Aim A:
Reproduce, without any change, the lines of the records from the line containing "Where can the wispy" through the last line of the records, with both end lines included.

Text segment:
■ ■ ■

New Year Detax 2024! The must have New Year’s resolutions you need this year - Wilson Partners | Maidenhead Tax Advisors
New Year Detax 2024!
New Year Detax 2024
What we do > SMEs > New Year Detax 2024! The must have New Year’s resolutions you need this year

New Year Detax 2024!
The must have New Year’s resolutions you need this year

Starting a New Year, often our thoughts turn to jumping on those niggling tasks which have been lingering for a while. Quitting a vice, dry January maybe, getting to the gym, making more time for the family – or that most exciting of them all… getting your tax affairs in order! Ok, so it’s not going to make you run faster, but it might help you sleep better!

Many people have a hunch that they might be paying more tax than they need to, but then life and / or business gets in the way and it slips down the priority list, even though that decision could be costing you thousands or even tens of thousands of pounds!

The good news is that as it’s a leap year – you’ve got a whole extra day, so why not make this year the year to get on the case with your tax and make sure you’re not paying more than you need to.

So what’s there to consider?

Business owners

For businesses, there’s a number of areas to be considering:

Corporation tax

With new tax rates coming into effect from 1st April 2023, the CT burden on many businesses is now as much as 25% if they’re making more than £250k profit. If you have more than one company and they are deemed to be ‘associated’ the threshold is reduced. To mitigate the impact of rising tax rates, you could be taking advantage of the 100% first year allowances for investment in new plant and machinery as well as electric vehicles.

Key takeaways:

  • Look into whether you have an associated company and understand your tax liability
  • Calculate your tax liability and make sure you have the cashflow to pay your Corporation Tax bill on time
  • Look at the financial case for investing in equipment and or electric vehicles. Does the potential tax saving warrant the investment?

Click here to learn more about personal tax
Click here to learn more about business tax

R&D tax reliefs

The R&D tax relief scheme has been under the microscope in recent years with changes put in place to ensure these still generous incentives find their way to the right businesses. There are still many businesses out there who aren’t aware that the innovative work they are doing would qualify for R&D tax relief. Whilst innovative projects do not always meet the criteria of R&D for tax purposes, if you have a niggling suspicion that the work you’re doing might qualify, then make sure you look into it. It might just be the difference between success and failure.

Key takeaways:

  • Contact Emma Richards, Innovations Director at Wilson Partners for a chat, to understand whether you might qualify

Patent Box

The UK patent box has been around for over 10 years now and enables companies to apply a 10% rate of tax to profits arising from the patented invention or process. With corporation tax increasing to 25%, businesses eligible for patent box can reduce their tax on eligible profits by 15%. To qualify for patent box you need to directly hold, or have an exclusive license over a UK or EU registered patent, and have contributed to the development of the IP. Patent box is a generous relief with only one patent needed to potentially turn the patent box on in relation to all profits arising from the sale of the patented invention.

Key takeaways:

  • Speak to Emma Richards, Innovations Director at Wilson Partners to explore whether you could benefit from this relief

Get fit for exit

When selling your business, one of the most common obstacles is what’s uncovered during the tax due diligence phase of a company sale. This can uncover potential tax liabilities that you’re not currently aware of that could hugely impact the value of your business.

■ ■ ■

Available data:
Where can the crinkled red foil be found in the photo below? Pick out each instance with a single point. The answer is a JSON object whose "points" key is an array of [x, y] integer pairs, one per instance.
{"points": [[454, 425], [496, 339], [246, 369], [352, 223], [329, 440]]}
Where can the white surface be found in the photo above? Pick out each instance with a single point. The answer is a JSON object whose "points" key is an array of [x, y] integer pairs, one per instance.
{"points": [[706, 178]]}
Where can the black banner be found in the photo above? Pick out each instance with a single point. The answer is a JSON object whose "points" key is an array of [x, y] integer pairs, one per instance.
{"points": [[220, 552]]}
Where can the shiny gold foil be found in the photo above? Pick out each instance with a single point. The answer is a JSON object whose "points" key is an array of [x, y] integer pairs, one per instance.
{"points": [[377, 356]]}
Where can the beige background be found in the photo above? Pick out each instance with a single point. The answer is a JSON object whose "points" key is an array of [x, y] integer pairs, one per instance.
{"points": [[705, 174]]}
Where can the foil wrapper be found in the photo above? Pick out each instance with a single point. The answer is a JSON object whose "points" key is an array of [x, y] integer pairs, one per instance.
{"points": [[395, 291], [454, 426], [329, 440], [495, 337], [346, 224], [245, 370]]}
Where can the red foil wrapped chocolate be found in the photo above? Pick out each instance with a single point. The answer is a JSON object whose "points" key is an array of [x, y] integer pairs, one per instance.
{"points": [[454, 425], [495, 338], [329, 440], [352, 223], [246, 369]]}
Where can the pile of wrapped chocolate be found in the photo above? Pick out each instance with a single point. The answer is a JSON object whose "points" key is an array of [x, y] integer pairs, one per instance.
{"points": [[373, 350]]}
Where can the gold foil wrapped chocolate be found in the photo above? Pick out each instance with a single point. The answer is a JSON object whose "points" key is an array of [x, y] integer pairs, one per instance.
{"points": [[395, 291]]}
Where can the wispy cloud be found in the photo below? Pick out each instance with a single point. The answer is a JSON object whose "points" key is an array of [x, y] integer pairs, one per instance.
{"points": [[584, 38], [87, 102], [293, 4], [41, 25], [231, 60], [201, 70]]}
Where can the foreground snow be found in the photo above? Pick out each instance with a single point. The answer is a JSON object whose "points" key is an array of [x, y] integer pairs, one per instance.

■ ■ ■

Aim B:
Write out the passage of the New Year tax article above verbatim, from "With new tax" to "warrant the investment?".

Problem solution A:
Where can the wispy cloud be found in the photo below? Pick out each instance with a single point. The answer is a JSON object whose "points" key is an array of [x, y] integer pairs, one per instance.
{"points": [[584, 38], [87, 102], [293, 4], [41, 25], [231, 60], [201, 70]]}
Where can the foreground snow be found in the photo above? Pick out each instance with a single point. The answer is a JSON object whose "points" key is an array of [x, y] integer pairs, one per instance.

Problem solution B:
With new tax rates coming into effect from 1st April 2023, the CT burden on many businesses is now as much as 25% if they’re making more than £250k profit. If you have more than one company and they are deemed to be ‘associated’ the threshold is reduced. To mitigate the impact of rising tax rates, you could be taking advantage of the 100% first year allowances for investment in new plant and machinery as well as electric vehicles.

Key takeaways:

  • Look into whether you have an associated company and understand your tax liability
  • Calculate your tax liability and make sure you have the cashflow to pay your Corporation Tax bill on time
  • Look at the financial case for investing in equipment and or electric vehicles. Does the potential tax saving warrant the investment?